**Try it**
Copy the data below exactly, omitting any picture it contains.
•••••
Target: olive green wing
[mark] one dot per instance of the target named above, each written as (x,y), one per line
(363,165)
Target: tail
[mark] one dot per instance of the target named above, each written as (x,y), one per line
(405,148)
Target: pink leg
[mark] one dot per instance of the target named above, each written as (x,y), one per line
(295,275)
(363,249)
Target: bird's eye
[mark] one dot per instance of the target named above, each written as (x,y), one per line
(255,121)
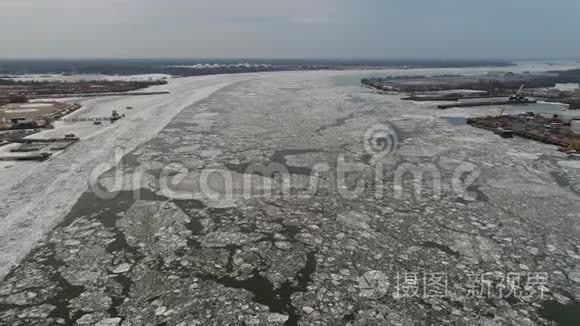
•••••
**Result of the task**
Target: olive green wing
[mark] one dot per instance of the target named above, each written as (x,y), one per line
(363,165)
Target: tail
[mark] one dot per instance of the target named above, each written as (x,y), one per line
(405,148)
Target: pink leg
[mark] one dot per instance of the target named above, each written as (x,y), one per line
(295,275)
(363,249)
Target: bird's eye
[mark] one dot per instance of the target named above, each written as (x,y), one per line
(255,121)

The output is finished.